I was really into the Boy Scouts in the `60s and loved it. I seethe when I see what has happened to it. What is the real reason the Left wants to weaken us so? How I would hate to have to be a young man now and trying to figure out who I was and what my "place" in this this 'society" is !
Great post ! Thank You.

Pat, Marcus & Alexis said...

"What is the real reason the Left wants to weaken us so?"

The extreme left, as opposed to the conventional left, has a very radical world outlook and that plays into this.

This gets deeply into political philosophy, but if you look at conventional American conservatism (as opposed to what we've more recently seen of fairly radical American conservatism, which is something else), it takes the view that people are imperfect, nature is what it is, and that it is up to us to conserve what is best while accepting the external nature of nature. I.e., there's good and bad in all of us, and we should do our best but there are absolute truths that are outside of ourselves that we must accept and cannot alter.

Radical liberalism, however, rejects this view and holds that each individual defines his, her or its own reality in an absolute and radical fashion and that its effectively possible to create a Heaven on Earth for each individual person which is totally dictated by by that person's view of the world alone. For that reason, it's hostile to any contrary influences, including religion, the natural world, and biology.That world view cannot accept that nature fixes certain traits of our species in a certain way or that a Divine Being has a greater concept of good and order than any one single individual does.

This isn't new to the radical left. It's the reason that the original Marxists opposed any and all religions. It forms the basis of Joseph Stalin's comment that "Communism is at war with God" (Stalin, who had been a seminarian, in a truly frightening comment to Moltov implicitly acknowledged the existence of God in that quote, but posed the Communist role as noted, equating its position as equal to God's in metaphysical sovereignty. It's the reason that Western Communist and radical socialist of the 20s, 30s, and 40s largely rejected marriage, sexual morality and encouraged abortion. And those sorts of ideas are reason today why leftists are at war with any institution that recognizes any external standards and that recognize any role of biology and nature in the human makeup, including the makeup of our genders.

stiener said...

Then, I suppose another question is, why are they winning? Does it really have mass appeal?

Pat, Marcus & Alexis said...

"Then, I suppose another question is, why are they winning? Does it really have mass appeal?"

No, but Americans have become convinced over the past 40 or so years that tolerance and fairness equates with acceptance. It really doesn't. A person can tolerate a lot of views they don't accept.

The failure to realize that allows the extreme left, on some topics, to shut out all conversation. People fear to say anything as the expression of any viewpoint then gets them accused of bigotry.

Additionally, the hard left, like the hard right, as a degree of zealotry that people in the middle generally don't have and can't really afford as a practical matter.

I"m sure there's more to it than that, but that's a lot of it. People don't say anything, then they can't say anything, and finally they keep their views to themselves out of fear of what expressing them means. Then the line moves.

It's for reasons like that, that even simple standards of conduct deteriorate. As an example, both the former sitcom Friends and the more or less current one The Big Bang Theory express moral views that would have been repugnant to the majority of viewers as recently as the 1970s. But as the line corrupted and deteriorated, people acclimated to the lack of a standard, requiring by extension even less of a standard.

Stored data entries
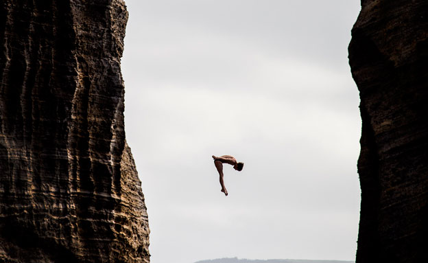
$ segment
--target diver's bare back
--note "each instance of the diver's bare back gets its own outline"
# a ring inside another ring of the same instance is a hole
[[[243,163],[238,163],[232,155],[222,155],[220,157],[216,157],[213,155],[214,159],[214,165],[217,168],[217,170],[219,175],[220,185],[222,185],[222,192],[227,196],[228,192],[224,186],[224,181],[223,180],[223,163],[228,163],[233,165],[233,168],[236,170],[241,171],[243,167]]]

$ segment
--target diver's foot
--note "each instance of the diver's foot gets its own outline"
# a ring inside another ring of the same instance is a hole
[[[227,196],[228,193],[227,193],[227,190],[226,190],[226,188],[222,189],[222,192],[224,192],[224,194],[226,194],[226,196]]]

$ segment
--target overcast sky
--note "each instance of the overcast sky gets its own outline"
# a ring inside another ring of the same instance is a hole
[[[353,260],[354,0],[126,0],[125,121],[152,263]],[[230,155],[220,192],[211,155]]]

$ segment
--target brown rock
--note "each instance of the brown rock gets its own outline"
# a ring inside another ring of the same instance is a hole
[[[0,262],[148,262],[121,0],[0,2]]]
[[[363,0],[352,36],[362,119],[357,262],[426,262],[428,1]]]

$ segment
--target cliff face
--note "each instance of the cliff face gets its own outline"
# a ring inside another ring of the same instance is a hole
[[[121,0],[0,3],[0,262],[148,262]]]
[[[426,262],[428,1],[363,0],[352,36],[362,119],[357,262]]]

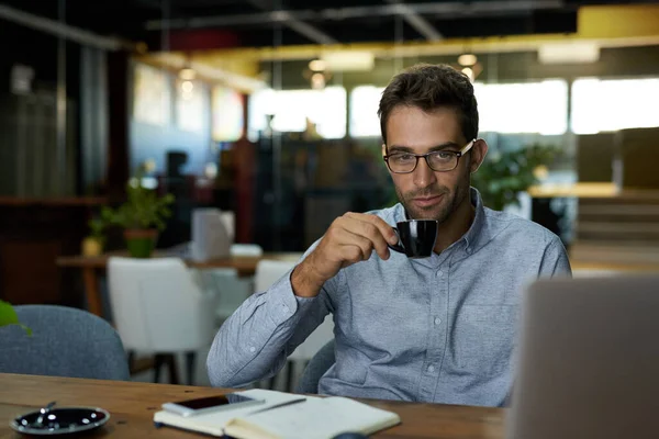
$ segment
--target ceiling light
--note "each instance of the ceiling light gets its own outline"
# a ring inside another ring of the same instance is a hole
[[[326,52],[323,60],[332,71],[370,71],[376,65],[370,52]]]
[[[197,78],[197,71],[194,71],[194,69],[192,69],[190,67],[185,67],[185,68],[180,69],[179,78],[181,78],[185,81],[191,81],[194,78]]]
[[[311,71],[323,71],[327,68],[327,63],[322,59],[314,59],[309,61],[309,69]]]
[[[325,76],[323,74],[313,74],[311,76],[311,88],[314,90],[325,88]]]
[[[541,64],[583,64],[600,59],[600,47],[593,43],[570,42],[544,44],[538,49]]]
[[[478,61],[478,58],[473,54],[462,54],[458,57],[458,64],[460,66],[473,66]]]
[[[465,67],[462,69],[462,74],[467,75],[467,77],[469,78],[469,80],[471,82],[473,82],[473,79],[474,79],[474,77],[473,77],[473,69],[471,67]]]

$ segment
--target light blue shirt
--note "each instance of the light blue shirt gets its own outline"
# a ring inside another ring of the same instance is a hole
[[[571,270],[551,232],[483,207],[476,189],[471,202],[471,227],[439,255],[407,259],[391,251],[381,260],[373,251],[316,297],[295,296],[290,273],[249,297],[213,341],[211,383],[235,387],[273,375],[333,313],[336,363],[321,379],[321,394],[503,405],[514,379],[523,286]],[[401,204],[372,213],[392,226],[405,219]]]

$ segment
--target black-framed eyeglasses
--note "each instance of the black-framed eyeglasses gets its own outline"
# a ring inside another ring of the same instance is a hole
[[[426,154],[412,154],[412,153],[393,153],[386,155],[384,161],[387,167],[394,173],[410,173],[414,172],[418,165],[418,159],[424,158],[428,168],[437,172],[453,171],[458,167],[460,157],[469,153],[469,149],[476,143],[476,138],[469,142],[459,151],[451,150],[435,150]]]

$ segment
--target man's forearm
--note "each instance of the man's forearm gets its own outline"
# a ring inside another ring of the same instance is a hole
[[[313,262],[308,260],[300,263],[291,274],[293,293],[299,297],[315,297],[323,288],[323,280],[313,269]]]
[[[297,297],[288,275],[245,301],[213,340],[206,360],[211,384],[242,386],[276,373],[292,335],[309,326],[303,317],[316,302]]]

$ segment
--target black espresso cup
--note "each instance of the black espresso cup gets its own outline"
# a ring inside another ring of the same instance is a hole
[[[389,245],[394,251],[405,254],[407,258],[428,258],[433,255],[437,240],[437,222],[434,219],[410,219],[396,223],[393,230],[399,244]]]

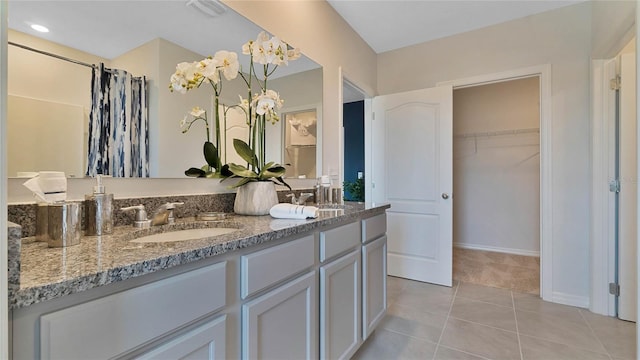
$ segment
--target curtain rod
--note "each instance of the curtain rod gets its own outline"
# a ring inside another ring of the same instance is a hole
[[[12,41],[7,41],[7,44],[9,44],[9,45],[13,45],[13,46],[16,46],[16,47],[19,47],[19,48],[25,49],[25,50],[33,51],[33,52],[36,52],[36,53],[38,53],[38,54],[47,55],[47,56],[54,57],[54,58],[56,58],[56,59],[60,59],[60,60],[64,60],[64,61],[68,61],[68,62],[71,62],[71,63],[74,63],[74,64],[78,64],[78,65],[82,65],[82,66],[90,67],[90,68],[93,68],[93,69],[98,69],[98,68],[99,68],[99,66],[98,66],[98,65],[95,65],[95,64],[89,64],[89,63],[82,62],[82,61],[79,61],[79,60],[70,59],[70,58],[68,58],[68,57],[64,57],[64,56],[61,56],[61,55],[52,54],[52,53],[50,53],[50,52],[46,52],[46,51],[43,51],[43,50],[34,49],[34,48],[29,47],[29,46],[26,46],[26,45],[22,45],[22,44],[14,43],[14,42],[12,42]],[[104,70],[105,70],[105,71],[107,71],[107,72],[110,72],[110,73],[112,73],[112,72],[113,72],[111,69],[109,69],[109,68],[107,68],[107,67],[105,67],[105,68],[104,68]],[[131,76],[131,77],[132,77],[133,79],[136,79],[136,80],[138,80],[138,79],[142,79],[142,78],[143,78],[143,76]]]
[[[9,45],[13,45],[25,50],[29,50],[29,51],[33,51],[33,52],[37,52],[38,54],[42,54],[42,55],[47,55],[47,56],[51,56],[54,57],[56,59],[60,59],[60,60],[64,60],[64,61],[68,61],[68,62],[72,62],[74,64],[78,64],[78,65],[82,65],[82,66],[86,66],[86,67],[90,67],[90,68],[96,68],[97,66],[94,64],[88,64],[82,61],[78,61],[78,60],[74,60],[74,59],[69,59],[67,57],[64,56],[60,56],[60,55],[56,55],[56,54],[52,54],[50,52],[46,52],[46,51],[42,51],[42,50],[38,50],[38,49],[34,49],[32,47],[26,46],[26,45],[22,45],[22,44],[18,44],[18,43],[14,43],[11,41],[7,42]]]

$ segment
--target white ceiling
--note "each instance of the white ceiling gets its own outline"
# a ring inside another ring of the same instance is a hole
[[[382,53],[585,0],[327,1],[376,53]]]
[[[248,61],[241,55],[242,44],[255,39],[260,27],[227,7],[224,14],[211,17],[186,4],[187,0],[9,0],[9,28],[105,59],[163,38],[203,57],[224,49]],[[30,28],[34,23],[51,31],[38,33]],[[274,75],[319,67],[308,58],[289,64]]]
[[[206,1],[206,0],[199,0]],[[215,0],[214,0],[215,1]],[[585,0],[327,0],[376,53],[471,31]],[[113,59],[155,38],[202,56],[240,44],[261,30],[227,8],[209,17],[187,0],[9,0],[9,28]],[[29,25],[50,28],[36,33]],[[285,39],[286,40],[286,39]],[[318,67],[309,59],[278,76]],[[345,89],[345,98],[359,98]]]

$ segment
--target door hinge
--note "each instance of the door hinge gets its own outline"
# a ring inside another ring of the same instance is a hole
[[[620,82],[622,81],[622,79],[620,78],[620,75],[616,75],[615,78],[609,80],[609,88],[611,90],[620,90]]]
[[[609,191],[619,193],[620,192],[620,180],[609,181]]]
[[[620,285],[616,283],[609,283],[609,294],[620,296]]]

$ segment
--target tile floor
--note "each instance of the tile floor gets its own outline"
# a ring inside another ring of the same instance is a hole
[[[540,257],[454,247],[453,280],[540,294]]]
[[[389,277],[388,312],[354,359],[635,359],[635,323],[538,296]]]

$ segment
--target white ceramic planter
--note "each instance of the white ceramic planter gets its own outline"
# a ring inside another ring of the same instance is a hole
[[[278,203],[276,186],[271,181],[252,181],[236,192],[233,211],[239,215],[268,215]]]

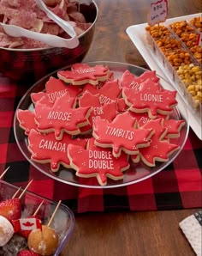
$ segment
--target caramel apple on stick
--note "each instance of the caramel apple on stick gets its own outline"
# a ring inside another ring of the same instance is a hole
[[[30,251],[44,256],[53,255],[59,245],[59,236],[54,229],[50,227],[56,210],[58,210],[61,200],[58,202],[47,225],[42,225],[41,229],[33,229],[27,240]],[[39,245],[43,244],[43,247]]]

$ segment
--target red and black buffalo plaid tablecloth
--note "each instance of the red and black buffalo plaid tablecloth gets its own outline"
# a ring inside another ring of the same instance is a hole
[[[202,142],[192,130],[178,155],[166,169],[140,183],[89,189],[66,185],[41,174],[24,158],[15,143],[13,119],[21,96],[32,85],[16,83],[0,74],[0,174],[7,182],[50,199],[62,199],[75,213],[156,210],[202,207]]]

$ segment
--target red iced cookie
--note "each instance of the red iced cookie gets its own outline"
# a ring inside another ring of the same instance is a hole
[[[156,162],[167,162],[169,156],[179,149],[178,145],[171,144],[164,139],[167,134],[167,128],[163,126],[163,119],[157,119],[148,121],[144,129],[152,129],[154,133],[151,137],[151,144],[147,148],[140,149],[140,159],[148,166],[154,167]],[[133,159],[136,162],[136,156]]]
[[[115,157],[121,152],[137,155],[139,148],[149,146],[152,129],[137,129],[137,120],[125,112],[118,114],[111,123],[96,119],[94,120],[92,136],[95,144],[103,148],[112,148]]]
[[[102,105],[116,102],[122,94],[122,88],[117,79],[106,82],[101,88],[86,84],[83,92],[86,90],[98,95]]]
[[[156,71],[145,71],[140,76],[135,76],[129,70],[126,70],[121,78],[121,84],[123,88],[128,88],[139,90],[140,84],[150,79],[151,81],[157,82],[159,81],[159,78],[156,76]]]
[[[71,84],[66,85],[63,81],[50,76],[45,83],[45,92],[32,93],[31,98],[35,104],[44,97],[43,103],[52,106],[56,99],[64,94],[68,94],[71,98],[76,98],[80,92],[81,89],[79,87]]]
[[[56,138],[62,138],[63,132],[70,135],[80,133],[80,127],[89,124],[88,117],[92,108],[72,107],[74,99],[64,94],[57,98],[52,107],[42,104],[35,106],[35,120],[38,131],[55,132]]]
[[[20,126],[25,130],[26,135],[28,135],[32,129],[37,129],[34,118],[35,113],[30,110],[17,110],[17,119],[20,123]]]
[[[76,175],[83,178],[96,177],[99,185],[107,184],[107,178],[117,180],[123,178],[122,172],[129,168],[128,155],[122,153],[119,158],[112,155],[110,149],[102,149],[88,141],[87,149],[69,144],[68,156]]]
[[[86,64],[74,64],[71,70],[60,70],[57,76],[74,85],[82,85],[86,82],[96,85],[99,81],[105,81],[109,77],[109,68],[103,65],[95,65],[93,67]]]
[[[32,153],[31,159],[40,163],[50,162],[53,172],[59,169],[60,164],[70,168],[68,158],[68,145],[69,143],[85,147],[86,140],[72,139],[68,134],[64,134],[62,140],[56,139],[53,132],[42,134],[32,130],[28,135],[28,149]]]
[[[170,114],[177,105],[176,91],[162,89],[149,79],[141,83],[139,90],[124,88],[122,94],[131,111],[148,113],[151,119],[156,119],[158,113]]]
[[[88,91],[85,91],[85,93],[79,98],[79,106],[80,107],[90,106],[92,107],[92,111],[91,112],[88,118],[90,124],[80,128],[82,132],[92,131],[93,121],[96,117],[104,119],[110,122],[117,113],[116,102],[111,102],[108,105],[101,105],[98,97],[97,95],[92,94]]]

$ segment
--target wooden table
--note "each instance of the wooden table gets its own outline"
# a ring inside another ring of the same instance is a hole
[[[126,34],[146,22],[151,0],[96,0],[98,20],[84,61],[146,64]],[[155,1],[153,1],[155,2]],[[169,16],[201,12],[199,0],[169,1]],[[62,256],[191,256],[194,253],[179,222],[196,209],[153,212],[89,213],[75,216],[75,229]]]

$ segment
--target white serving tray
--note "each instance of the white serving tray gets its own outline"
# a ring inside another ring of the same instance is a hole
[[[168,19],[163,24],[167,25],[171,22],[175,22],[177,21],[184,21],[184,20],[190,20],[193,17],[201,15],[201,14],[194,14],[194,15],[186,15],[186,16],[180,16],[176,18],[172,18],[172,19]],[[128,34],[129,38],[136,46],[136,48],[139,50],[151,70],[156,70],[157,74],[159,75],[160,76],[164,77],[167,79],[171,84],[174,83],[172,81],[171,77],[168,75],[168,73],[165,71],[165,69],[160,63],[158,62],[157,56],[152,52],[151,48],[146,43],[146,29],[145,27],[148,26],[147,23],[142,23],[139,25],[133,25],[128,27],[127,27],[127,34]],[[173,85],[175,88],[177,88],[177,85]],[[169,89],[169,88],[168,88]],[[178,95],[177,98],[178,101],[178,107],[181,110],[181,106],[182,105],[182,101],[183,98]],[[187,103],[186,101],[184,101],[186,105]],[[189,124],[190,126],[192,127],[193,131],[195,132],[197,137],[202,140],[202,122],[201,119],[199,117],[196,117],[191,111],[189,107],[187,107],[187,113],[188,113],[188,118],[189,118]]]

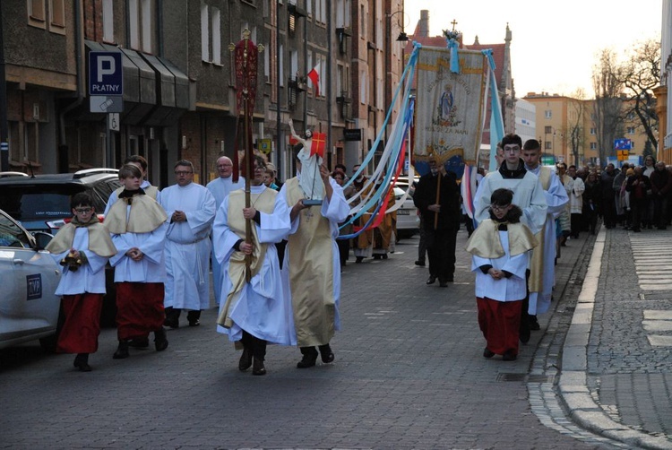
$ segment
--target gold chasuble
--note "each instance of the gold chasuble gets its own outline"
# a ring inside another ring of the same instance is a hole
[[[126,214],[128,205],[131,211]],[[168,219],[166,212],[156,200],[136,195],[115,202],[105,217],[105,228],[112,234],[151,233]]]
[[[551,169],[542,166],[538,177],[541,183],[541,187],[545,192],[548,191],[548,188],[551,186]],[[540,245],[534,248],[532,255],[530,258],[530,281],[528,281],[528,286],[530,292],[541,292],[544,290],[544,236],[547,225],[547,221],[544,222],[544,226],[541,227],[539,232],[535,235],[537,241]]]
[[[89,229],[89,250],[99,256],[110,257],[116,255],[116,248],[112,243],[109,232],[98,216],[94,215],[89,223],[82,223],[74,217],[70,223],[66,223],[58,230],[58,233],[49,241],[45,250],[53,254],[59,254],[70,250],[74,242],[74,231],[80,227]]]
[[[289,207],[304,198],[298,178],[285,183]],[[326,194],[323,193],[324,202]],[[289,235],[289,287],[299,347],[323,345],[334,334],[333,248],[329,220],[321,206],[302,210],[297,232]]]
[[[250,204],[257,211],[266,214],[272,214],[275,208],[275,196],[278,192],[265,188],[260,194],[250,193]],[[243,208],[245,208],[245,191],[242,189],[231,192],[228,195],[228,209],[227,210],[227,225],[228,229],[236,233],[241,239],[245,239],[246,219],[243,217]],[[263,264],[263,258],[266,255],[266,248],[269,245],[259,242],[259,234],[256,231],[256,226],[252,226],[252,242],[254,246],[252,257],[250,261],[251,276],[254,277],[259,273],[259,270]],[[237,299],[238,294],[246,283],[245,278],[245,254],[243,252],[234,251],[228,258],[228,279],[231,281],[231,290],[227,295],[226,303],[220,312],[217,323],[224,328],[230,328],[233,321],[228,316],[228,311]]]

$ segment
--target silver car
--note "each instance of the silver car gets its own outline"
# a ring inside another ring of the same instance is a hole
[[[44,250],[51,235],[29,233],[0,210],[0,349],[35,339],[53,350],[61,268]]]

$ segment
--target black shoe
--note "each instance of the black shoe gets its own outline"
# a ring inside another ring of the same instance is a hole
[[[536,332],[541,329],[541,327],[539,326],[539,323],[537,321],[537,316],[530,315],[528,316],[528,317],[530,322],[530,329],[531,331]]]
[[[173,329],[180,327],[179,319],[177,318],[173,319],[166,317],[166,319],[163,321],[163,325]]]
[[[297,363],[297,368],[306,368],[315,365],[317,350],[314,347],[301,347],[301,353],[304,357]]]
[[[317,360],[317,355],[315,356],[304,355],[301,360],[297,363],[297,368],[312,368],[313,366],[315,365],[316,360]]]
[[[166,339],[166,330],[161,327],[154,332],[154,348],[157,351],[163,351],[168,349],[168,339]]]
[[[254,364],[252,366],[252,375],[266,375],[266,368],[263,367],[263,361],[254,358]]]
[[[119,341],[119,346],[116,351],[112,355],[113,359],[124,359],[128,358],[128,341]]]
[[[522,343],[528,343],[530,342],[530,325],[521,326],[519,339]]]
[[[322,358],[322,362],[323,362],[324,364],[333,362],[335,356],[333,355],[332,347],[330,347],[329,344],[320,345],[318,349],[320,349],[320,357]]]
[[[243,349],[243,354],[238,360],[238,370],[245,372],[252,366],[252,349],[246,347]]]
[[[146,349],[150,346],[150,338],[145,337],[140,337],[140,338],[133,338],[130,342],[128,342],[129,347],[133,347],[134,349]]]
[[[504,354],[502,356],[503,361],[515,361],[517,359],[518,355],[513,354],[513,351],[511,350],[504,351]]]
[[[90,372],[91,367],[89,366],[89,353],[78,353],[74,357],[73,366],[80,369],[80,372]]]

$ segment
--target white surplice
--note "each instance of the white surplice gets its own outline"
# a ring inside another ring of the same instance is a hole
[[[168,216],[166,231],[166,296],[164,306],[201,310],[210,307],[210,233],[215,220],[215,197],[204,186],[189,183],[161,191],[160,204]],[[186,221],[171,222],[176,211]]]
[[[233,176],[228,178],[222,178],[219,177],[205,186],[215,197],[215,210],[219,210],[221,206],[221,203],[231,192],[237,189],[245,189],[245,178],[238,177],[238,181],[233,182]],[[214,239],[213,239],[214,243]],[[221,293],[221,264],[217,258],[214,257],[215,251],[212,248],[212,289],[215,290],[215,303],[220,305],[220,293]]]
[[[541,168],[541,166],[537,166],[536,169],[528,169],[527,167],[525,169],[538,176]],[[544,240],[539,243],[544,246],[543,290],[541,292],[530,292],[528,313],[532,316],[547,312],[551,304],[553,287],[556,284],[556,219],[564,211],[569,202],[567,191],[557,175],[550,169],[544,169],[544,170],[550,171],[550,183],[548,189],[544,190],[548,209],[546,214]]]
[[[218,333],[228,335],[230,341],[240,341],[243,330],[250,334],[267,341],[269,343],[296,345],[294,318],[291,300],[284,295],[280,278],[280,260],[275,243],[281,241],[289,230],[289,212],[285,203],[280,200],[278,193],[265,186],[251,186],[253,199],[256,195],[275,197],[272,214],[259,212],[260,223],[254,222],[260,243],[266,246],[266,253],[259,270],[250,282],[246,282],[242,290],[235,294],[228,309],[228,317],[233,321],[230,328],[217,325]],[[228,260],[237,250],[236,243],[243,238],[228,228],[229,198],[225,197],[217,210],[212,228],[214,257],[222,267],[222,301],[220,311],[224,307],[227,297],[233,289],[228,276]],[[239,212],[243,214],[241,203]]]

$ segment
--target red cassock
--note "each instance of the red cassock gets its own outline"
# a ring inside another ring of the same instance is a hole
[[[162,282],[117,282],[116,335],[119,341],[146,336],[163,327]]]
[[[58,335],[59,353],[93,353],[100,334],[103,294],[64,295],[61,300],[65,320]]]
[[[496,301],[476,298],[478,307],[478,326],[487,342],[487,349],[503,355],[511,350],[518,355],[518,338],[521,326],[520,301]]]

### [Exercise requirements]
A: In the comment thread, which two sitcoms are cited as expressing moral views that most viewers would have found repugnant in the 1970s?
B: Reproduce word for word the part of the comment thread starting at "The failure to" and ending at "accused of bigotry.".

### [Responses by item number]
A: Friends and The Big Bang Theory.

B:
The failure to realize that allows the extreme left, on some topics, to shut out all conversation. People fear to say anything as the expression of any viewpoint then gets them accused of bigotry.